> THE TASK
Rewrite all the lines below as a numbered list, leaving out blank lines and pictures.

> SUPPLIED RECORDS
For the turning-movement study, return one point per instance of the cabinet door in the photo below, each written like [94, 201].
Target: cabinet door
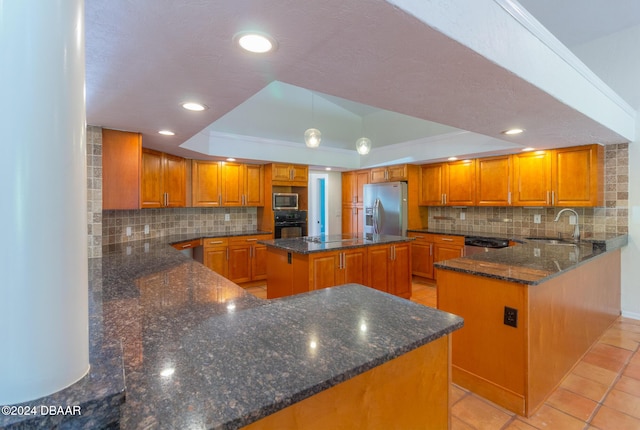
[575, 175]
[240, 263]
[300, 173]
[460, 183]
[354, 266]
[205, 184]
[532, 178]
[379, 268]
[324, 270]
[493, 181]
[379, 174]
[254, 185]
[259, 262]
[422, 258]
[174, 181]
[431, 184]
[232, 182]
[400, 283]
[152, 189]
[121, 153]
[215, 255]
[397, 173]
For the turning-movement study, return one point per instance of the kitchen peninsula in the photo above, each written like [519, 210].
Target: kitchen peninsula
[531, 311]
[302, 264]
[200, 352]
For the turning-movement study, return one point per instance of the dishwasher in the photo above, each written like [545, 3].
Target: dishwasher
[477, 245]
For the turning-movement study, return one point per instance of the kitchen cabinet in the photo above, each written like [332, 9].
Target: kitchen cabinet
[422, 254]
[242, 184]
[217, 184]
[205, 183]
[562, 177]
[163, 182]
[352, 201]
[390, 269]
[389, 173]
[216, 255]
[247, 259]
[493, 181]
[289, 174]
[448, 184]
[121, 161]
[328, 269]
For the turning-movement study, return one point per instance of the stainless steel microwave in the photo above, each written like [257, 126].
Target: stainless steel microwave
[284, 201]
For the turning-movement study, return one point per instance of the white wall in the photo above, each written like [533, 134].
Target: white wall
[614, 58]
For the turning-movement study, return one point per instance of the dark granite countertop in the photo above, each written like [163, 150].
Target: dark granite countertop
[311, 244]
[200, 352]
[531, 262]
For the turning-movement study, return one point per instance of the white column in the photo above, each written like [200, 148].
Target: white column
[43, 222]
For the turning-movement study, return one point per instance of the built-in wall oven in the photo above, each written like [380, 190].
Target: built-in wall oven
[290, 223]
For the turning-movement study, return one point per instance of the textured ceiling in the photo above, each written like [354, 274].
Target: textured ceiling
[146, 57]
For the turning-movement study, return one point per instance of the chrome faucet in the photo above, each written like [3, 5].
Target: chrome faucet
[576, 230]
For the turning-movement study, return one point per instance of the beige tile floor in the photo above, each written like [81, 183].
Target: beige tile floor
[602, 392]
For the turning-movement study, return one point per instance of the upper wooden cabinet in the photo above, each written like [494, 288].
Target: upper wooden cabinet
[121, 160]
[290, 174]
[561, 177]
[217, 184]
[577, 176]
[163, 181]
[389, 173]
[448, 184]
[493, 184]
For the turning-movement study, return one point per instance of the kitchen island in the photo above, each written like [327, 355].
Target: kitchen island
[200, 352]
[531, 311]
[302, 264]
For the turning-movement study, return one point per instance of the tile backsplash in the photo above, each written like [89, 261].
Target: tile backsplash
[612, 218]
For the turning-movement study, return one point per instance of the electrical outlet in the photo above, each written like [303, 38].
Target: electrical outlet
[510, 316]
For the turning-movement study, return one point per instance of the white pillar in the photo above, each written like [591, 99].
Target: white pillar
[43, 203]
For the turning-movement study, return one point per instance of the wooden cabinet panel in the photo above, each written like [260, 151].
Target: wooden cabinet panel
[216, 255]
[121, 163]
[577, 176]
[460, 183]
[289, 174]
[163, 179]
[532, 178]
[389, 174]
[422, 255]
[432, 188]
[205, 184]
[493, 181]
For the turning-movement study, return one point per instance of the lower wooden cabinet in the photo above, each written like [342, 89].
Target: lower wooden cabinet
[384, 267]
[240, 259]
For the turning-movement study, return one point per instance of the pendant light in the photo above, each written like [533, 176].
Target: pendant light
[363, 145]
[312, 136]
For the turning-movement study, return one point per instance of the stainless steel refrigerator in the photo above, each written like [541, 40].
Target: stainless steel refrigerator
[385, 209]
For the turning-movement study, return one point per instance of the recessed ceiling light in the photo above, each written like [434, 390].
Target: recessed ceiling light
[258, 43]
[513, 131]
[197, 107]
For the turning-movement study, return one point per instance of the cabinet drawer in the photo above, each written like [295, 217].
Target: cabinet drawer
[188, 244]
[450, 240]
[215, 241]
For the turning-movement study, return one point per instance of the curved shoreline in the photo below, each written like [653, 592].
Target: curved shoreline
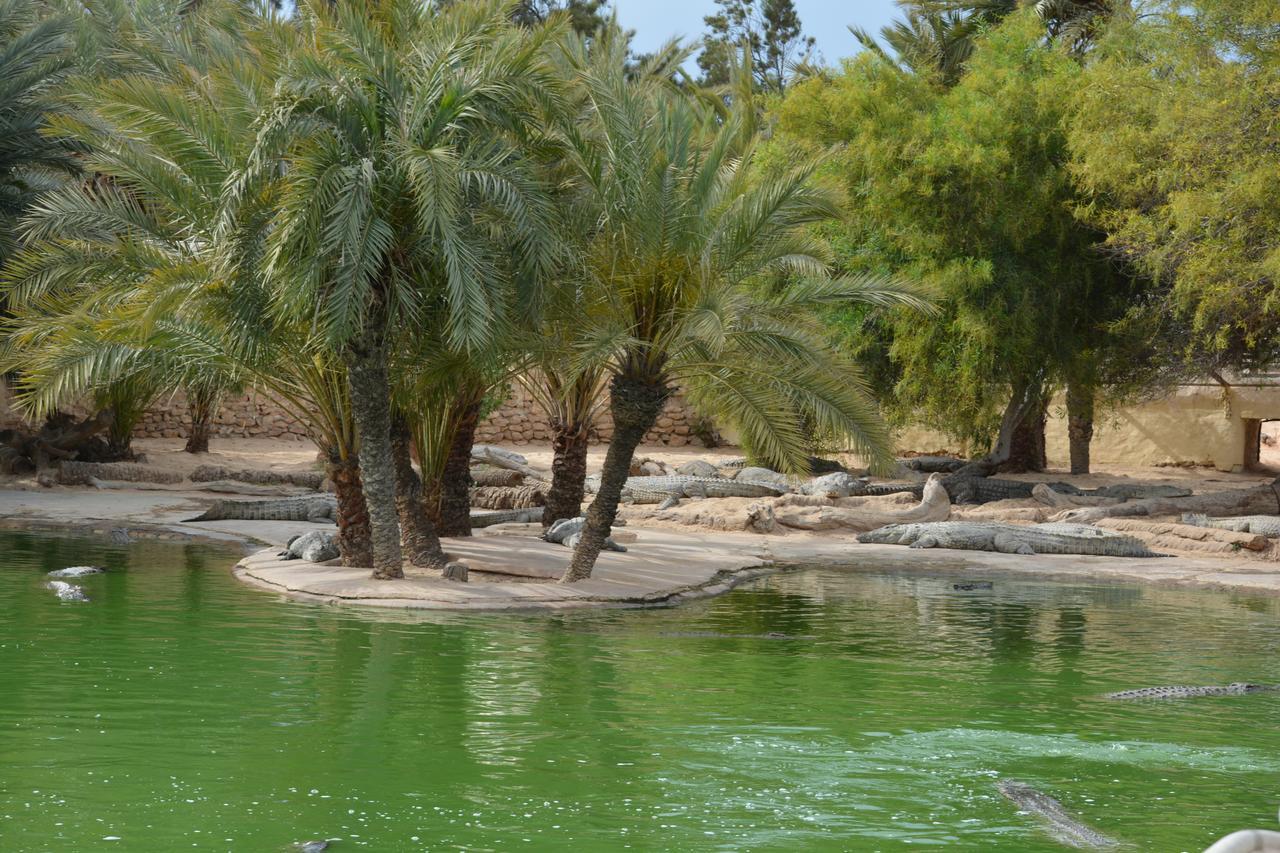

> RESULT OF THE EXERCISE
1. For the turning-movement study, return one point per instance of the cabinet door in the photo below, each written like [94, 201].
2. Target: cabinet door
3. [575, 175]
4. [240, 263]
5. [300, 173]
6. [460, 183]
7. [354, 266]
8. [205, 184]
9. [532, 178]
10. [379, 268]
11. [324, 270]
12. [493, 181]
13. [379, 174]
14. [254, 185]
15. [259, 262]
16. [422, 258]
17. [174, 181]
18. [431, 184]
19. [232, 182]
20. [400, 283]
21. [152, 189]
22. [121, 153]
23. [215, 255]
24. [397, 173]
25. For the turning-movement study, return one point per instance of the kitchen peninsula in the photo above, each written like [519, 210].
26. Target: kitchen peninsula
27. [531, 311]
28. [302, 264]
29. [200, 352]
30. For the turning-movement study, return one point per instance of the dishwasher in the photo above, each written like [545, 3].
31. Target: dishwasher
32. [477, 245]
33. For the turning-movement study, return one point per instance of the kitchen cabinet in the photo above, each written like [332, 9].
34. Target: kitchen cabinet
35. [422, 254]
36. [242, 184]
37. [217, 184]
38. [205, 183]
39. [562, 177]
40. [163, 182]
41. [352, 201]
42. [390, 269]
43. [389, 173]
44. [216, 255]
45. [247, 259]
46. [493, 181]
47. [289, 174]
48. [448, 184]
49. [121, 161]
50. [328, 269]
51. For the turning-movement study, return one point per instance of the stainless steel microwave in the photo above, each written like [257, 126].
52. Target: stainless steel microwave
53. [284, 201]
54. For the turning-movement study, return one point per instance of the white wall in the photo above, each written like [533, 134].
55. Target: white wall
56. [614, 58]
57. For the turning-movement study, return one point per instance of the dark granite countertop in the photo above, each written like [163, 150].
58. Target: dark granite countertop
59. [311, 244]
60. [200, 352]
61. [531, 262]
62. For the turning-movement study, return one point per instance of the white column in the photo above, each written like [200, 148].
63. Target: white column
64. [43, 222]
65. For the turning-movement study, return one point per instance of the built-in wall oven in the photo above, each written like [380, 190].
66. Target: built-in wall oven
67. [290, 223]
68. For the turning-movement study, return one point per instance of the textured ceiling in the photo above, each written like [354, 274].
69. Target: textured ceiling
70. [146, 57]
71. For the turning-movement study, return one point per instance of the chrome faucet in the photo above, each written like [3, 5].
72. Target: chrome faucet
73. [576, 230]
74. For the turning-movement study, return one point per instance of the beige tile floor in the photo above, each written like [81, 183].
75. Target: beige tile floor
76. [602, 392]
77. For the turning-movement study, return one point per instance of the upper wooden cabinet in the photo above, each written like [494, 288].
78. Target: upper wooden cabinet
79. [121, 160]
80. [290, 174]
81. [561, 177]
82. [217, 184]
83. [577, 176]
84. [163, 181]
85. [389, 173]
86. [448, 184]
87. [493, 184]
88. For the turning-movement study, return one point per instance of the kitchen island in the photo above, each written like [327, 355].
89. Target: kitchen island
90. [200, 352]
91. [531, 311]
92. [302, 264]
93. For the turning-movement study, return one point per instance of the tile backsplash in the photo above, each written like [89, 261].
94. Target: tile backsplash
95. [612, 218]
96. For the turning-movement study, return one point per instance of the electrical outlet in the photo above, each written like [303, 38].
97. Target: electrical outlet
98. [510, 316]
99. For the turning-movement study, return one point per instance of the white pillar in the photo above, each written like [591, 99].
100. Target: white pillar
101. [43, 203]
102. For the turning-movement study, return one point per instance of the wooden cabinet panel in the photo above, each written like [260, 151].
103. Target: wooden cabinet panel
104. [216, 255]
105. [121, 163]
106. [577, 176]
107. [460, 183]
108. [289, 174]
109. [163, 179]
110. [532, 178]
111. [389, 174]
112. [422, 255]
113. [432, 188]
114. [205, 184]
115. [493, 181]
116. For the turning-movement study, return one point per instance of the lower wooden cabinet in the photo above, each written like [342, 89].
117. Target: lower wooden cabinet
118. [384, 267]
119. [240, 259]
120. For the turning-movement study, return one point per instance of the pendant light in the photo above, each written like [533, 176].
121. Target: pendant light
122. [363, 145]
123. [312, 136]
124. For the turning-movement study, return one point per instance of the stainless steel refrigerator in the photo above, each written like [541, 40].
125. Target: stainless steel refrigerator
126. [385, 209]
127. For the turning-movement study, return one point per instance of the recessed ceiling light in the photo above, each written like [434, 390].
128. Target: recessed ceiling light
129. [258, 43]
130. [513, 131]
131. [197, 107]
132. For the turning-movement study, return one point per instance of the cabinet drawer in the photo above, each written like [295, 217].
133. Target: cabinet drawer
134. [188, 244]
135. [450, 240]
136. [215, 241]
137. For the turning-movement study, return one point per instance of the curved shoreline in the photo below, each written like [653, 592].
138. Target: curved shoreline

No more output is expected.